1. WHAT DO ONIONS TASTE LIKE?

It varies on which type you use. But eaten raw they have a strong pungent flavor, and it will be crisp and crunchy. When cooked they tend to turn sweet.

2. CAN I EAT ONIONS RAW?

Yes, you can. Raw onions are added to salads and have a ton of health benefits. You can add chopped or diced onions to tuna and mayo spread, potato salad, egg salad, and much more.

3. WHY DO ONIONS CAUSE TEARS?

Cutting or chopping up onions with a knife causes damage to their cells. As a defense mechanism, the onions release an enzyme into the air. This form of sulfuric acid irritates the eyes thus giving us tears.

To prevent this make sure that your knife is razor sharp to lessen cell damage to the onion.

When chopping keep your mouth slightly open and breathe through there instead of your nose.

Also keep the root part of the onion intact to minimize the enzyme spread into the air as most of it is at the base of the onion.

- _PROVIDED MATERIAL_:
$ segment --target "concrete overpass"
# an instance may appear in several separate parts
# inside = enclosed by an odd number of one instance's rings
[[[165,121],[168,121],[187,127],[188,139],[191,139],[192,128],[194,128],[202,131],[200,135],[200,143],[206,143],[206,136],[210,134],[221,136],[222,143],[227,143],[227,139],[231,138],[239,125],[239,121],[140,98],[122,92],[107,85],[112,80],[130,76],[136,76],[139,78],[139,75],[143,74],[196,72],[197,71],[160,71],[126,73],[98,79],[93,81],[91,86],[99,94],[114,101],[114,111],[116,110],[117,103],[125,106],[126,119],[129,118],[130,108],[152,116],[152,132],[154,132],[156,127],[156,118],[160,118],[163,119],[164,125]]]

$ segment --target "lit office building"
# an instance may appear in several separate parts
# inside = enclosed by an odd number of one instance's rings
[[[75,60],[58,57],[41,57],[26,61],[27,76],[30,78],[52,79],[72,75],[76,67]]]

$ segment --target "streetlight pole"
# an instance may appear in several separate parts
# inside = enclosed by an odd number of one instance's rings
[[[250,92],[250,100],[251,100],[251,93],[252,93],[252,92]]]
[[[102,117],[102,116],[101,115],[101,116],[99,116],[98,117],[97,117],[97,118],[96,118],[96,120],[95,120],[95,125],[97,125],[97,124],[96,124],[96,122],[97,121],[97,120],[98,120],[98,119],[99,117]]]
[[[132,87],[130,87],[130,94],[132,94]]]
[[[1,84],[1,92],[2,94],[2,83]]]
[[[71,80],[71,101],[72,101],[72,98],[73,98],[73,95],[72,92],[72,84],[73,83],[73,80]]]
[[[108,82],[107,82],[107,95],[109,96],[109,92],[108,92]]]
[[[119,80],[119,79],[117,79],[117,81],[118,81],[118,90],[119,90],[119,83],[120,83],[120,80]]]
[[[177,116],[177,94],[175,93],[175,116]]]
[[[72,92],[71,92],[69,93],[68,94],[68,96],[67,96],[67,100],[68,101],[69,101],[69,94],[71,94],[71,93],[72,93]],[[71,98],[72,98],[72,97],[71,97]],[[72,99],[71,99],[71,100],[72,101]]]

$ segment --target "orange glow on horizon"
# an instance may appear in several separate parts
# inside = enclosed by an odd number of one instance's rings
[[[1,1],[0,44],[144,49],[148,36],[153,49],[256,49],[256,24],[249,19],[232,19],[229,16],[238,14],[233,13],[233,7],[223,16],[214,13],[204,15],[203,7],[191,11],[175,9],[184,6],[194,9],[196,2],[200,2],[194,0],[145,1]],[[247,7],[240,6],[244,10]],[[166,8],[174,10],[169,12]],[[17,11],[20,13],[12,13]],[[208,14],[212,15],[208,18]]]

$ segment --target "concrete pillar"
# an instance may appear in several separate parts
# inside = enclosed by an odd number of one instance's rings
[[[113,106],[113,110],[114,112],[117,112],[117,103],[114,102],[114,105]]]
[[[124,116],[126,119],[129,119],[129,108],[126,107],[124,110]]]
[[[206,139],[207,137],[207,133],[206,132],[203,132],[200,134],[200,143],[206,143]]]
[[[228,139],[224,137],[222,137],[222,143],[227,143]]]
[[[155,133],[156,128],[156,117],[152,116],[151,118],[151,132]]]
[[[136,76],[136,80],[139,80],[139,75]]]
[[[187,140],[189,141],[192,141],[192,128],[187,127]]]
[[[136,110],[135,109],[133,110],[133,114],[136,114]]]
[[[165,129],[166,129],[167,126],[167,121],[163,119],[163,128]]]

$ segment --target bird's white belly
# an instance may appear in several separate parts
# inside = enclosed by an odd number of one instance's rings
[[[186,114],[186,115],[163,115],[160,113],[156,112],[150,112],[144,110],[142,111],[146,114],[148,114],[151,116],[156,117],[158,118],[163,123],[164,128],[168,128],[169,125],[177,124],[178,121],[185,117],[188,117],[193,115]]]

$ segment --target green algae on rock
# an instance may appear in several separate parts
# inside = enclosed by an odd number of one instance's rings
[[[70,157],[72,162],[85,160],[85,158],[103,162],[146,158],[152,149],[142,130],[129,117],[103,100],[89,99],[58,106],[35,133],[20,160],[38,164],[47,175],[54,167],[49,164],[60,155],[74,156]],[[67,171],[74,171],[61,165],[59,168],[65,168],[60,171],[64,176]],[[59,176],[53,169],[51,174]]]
...
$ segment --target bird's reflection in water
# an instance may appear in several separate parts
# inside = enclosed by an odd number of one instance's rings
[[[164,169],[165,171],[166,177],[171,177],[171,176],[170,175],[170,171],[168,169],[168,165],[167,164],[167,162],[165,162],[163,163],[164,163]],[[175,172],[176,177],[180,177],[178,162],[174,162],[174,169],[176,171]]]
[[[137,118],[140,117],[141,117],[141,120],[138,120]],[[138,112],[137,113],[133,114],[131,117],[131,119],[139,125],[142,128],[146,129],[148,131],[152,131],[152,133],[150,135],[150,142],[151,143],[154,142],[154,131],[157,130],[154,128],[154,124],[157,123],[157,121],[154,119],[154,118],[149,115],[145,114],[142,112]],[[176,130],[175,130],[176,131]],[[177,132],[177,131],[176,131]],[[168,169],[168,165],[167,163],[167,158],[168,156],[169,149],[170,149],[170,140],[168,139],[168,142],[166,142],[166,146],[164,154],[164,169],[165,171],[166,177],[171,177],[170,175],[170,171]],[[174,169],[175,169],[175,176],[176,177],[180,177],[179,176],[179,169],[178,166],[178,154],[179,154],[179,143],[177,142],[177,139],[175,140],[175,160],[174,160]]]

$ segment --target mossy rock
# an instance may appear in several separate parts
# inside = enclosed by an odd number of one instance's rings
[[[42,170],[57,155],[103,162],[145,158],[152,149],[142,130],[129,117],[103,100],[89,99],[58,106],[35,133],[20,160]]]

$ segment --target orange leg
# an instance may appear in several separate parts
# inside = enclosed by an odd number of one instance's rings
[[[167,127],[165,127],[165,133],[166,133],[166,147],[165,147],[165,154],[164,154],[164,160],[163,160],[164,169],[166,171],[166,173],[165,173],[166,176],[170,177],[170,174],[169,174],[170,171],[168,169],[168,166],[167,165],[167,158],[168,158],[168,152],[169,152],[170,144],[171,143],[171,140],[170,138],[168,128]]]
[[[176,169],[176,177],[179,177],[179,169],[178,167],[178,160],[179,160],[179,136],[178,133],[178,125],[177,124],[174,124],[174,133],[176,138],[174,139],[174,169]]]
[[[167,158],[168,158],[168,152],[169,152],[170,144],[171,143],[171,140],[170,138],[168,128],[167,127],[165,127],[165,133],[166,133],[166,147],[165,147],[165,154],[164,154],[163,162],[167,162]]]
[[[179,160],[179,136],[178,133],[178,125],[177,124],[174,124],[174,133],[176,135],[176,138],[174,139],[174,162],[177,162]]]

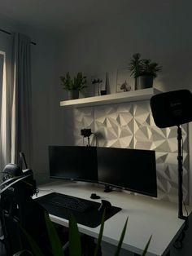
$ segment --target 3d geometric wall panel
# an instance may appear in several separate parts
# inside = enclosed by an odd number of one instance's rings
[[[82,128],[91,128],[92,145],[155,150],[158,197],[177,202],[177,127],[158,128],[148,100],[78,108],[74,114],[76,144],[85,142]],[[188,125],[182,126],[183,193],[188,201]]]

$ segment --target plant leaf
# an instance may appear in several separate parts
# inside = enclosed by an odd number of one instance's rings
---
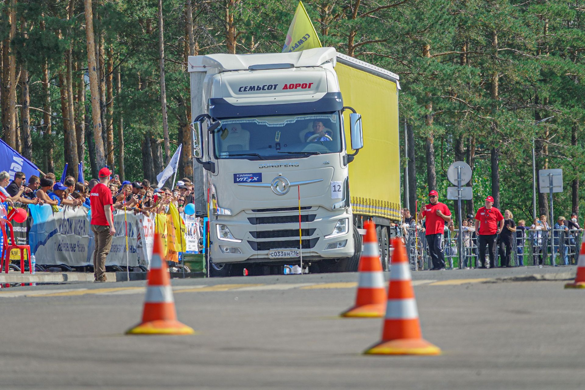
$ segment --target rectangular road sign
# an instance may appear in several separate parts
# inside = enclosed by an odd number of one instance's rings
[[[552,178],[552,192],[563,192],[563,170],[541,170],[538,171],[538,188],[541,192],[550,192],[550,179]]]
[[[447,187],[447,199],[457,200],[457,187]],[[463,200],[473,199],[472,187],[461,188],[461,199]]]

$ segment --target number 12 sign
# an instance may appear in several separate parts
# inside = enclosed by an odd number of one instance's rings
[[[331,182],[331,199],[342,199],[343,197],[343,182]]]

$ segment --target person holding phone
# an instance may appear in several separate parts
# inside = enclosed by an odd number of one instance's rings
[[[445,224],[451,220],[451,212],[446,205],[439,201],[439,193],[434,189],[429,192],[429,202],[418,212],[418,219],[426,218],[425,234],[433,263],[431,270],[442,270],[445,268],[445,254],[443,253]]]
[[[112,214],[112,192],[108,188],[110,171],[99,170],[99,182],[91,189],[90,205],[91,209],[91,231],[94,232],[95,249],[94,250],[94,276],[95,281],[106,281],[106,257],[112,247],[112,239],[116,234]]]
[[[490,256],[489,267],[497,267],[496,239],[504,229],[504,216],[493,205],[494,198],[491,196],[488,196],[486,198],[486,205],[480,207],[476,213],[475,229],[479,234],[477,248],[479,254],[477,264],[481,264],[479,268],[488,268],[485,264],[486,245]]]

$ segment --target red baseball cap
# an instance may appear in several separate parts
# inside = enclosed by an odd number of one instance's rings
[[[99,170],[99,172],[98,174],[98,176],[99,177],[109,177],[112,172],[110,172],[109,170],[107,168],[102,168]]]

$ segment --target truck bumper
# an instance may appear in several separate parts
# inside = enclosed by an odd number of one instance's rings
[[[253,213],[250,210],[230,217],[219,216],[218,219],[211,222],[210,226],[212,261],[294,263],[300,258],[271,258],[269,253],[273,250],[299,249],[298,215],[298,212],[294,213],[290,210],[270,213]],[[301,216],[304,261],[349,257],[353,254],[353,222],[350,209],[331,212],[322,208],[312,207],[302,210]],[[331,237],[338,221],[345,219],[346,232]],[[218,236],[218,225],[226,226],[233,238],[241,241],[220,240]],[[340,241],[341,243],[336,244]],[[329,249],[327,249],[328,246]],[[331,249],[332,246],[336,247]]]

- _WHAT YOU NEED TO DO_:
[1] Decide whether each statement agrees with the onion text: (a) Onions taste sweet when eaten raw. (b) Keeping the root part intact helps limit the enzyme spread into the air. (c) A dull knife is recommended when cutting onions. For each, answer yes or no and quote the words from the text that decide it.
[2] Transcribe the part of the onion text that opens with the words containing "1. WHAT DO ONIONS" and closes with "EAT ONIONS RAW?".

- _NUMBERED RESPONSES_:
[1]
(a) No. "eaten raw they have a strong pungent flavor"
(b) Yes. "keep the root part of the onion intact to minimize the enzyme spread into the air"
(c) No. "make sure that your knife is razor sharp to lessen cell damage to the onion"

[2]
1. WHAT DO ONIONS TASTE LIKE?

It varies on which type you use. But eaten raw they have a strong pungent flavor, and it will be crisp and crunchy. When cooked they tend to turn sweet.

2. CAN I EAT ONIONS RAW?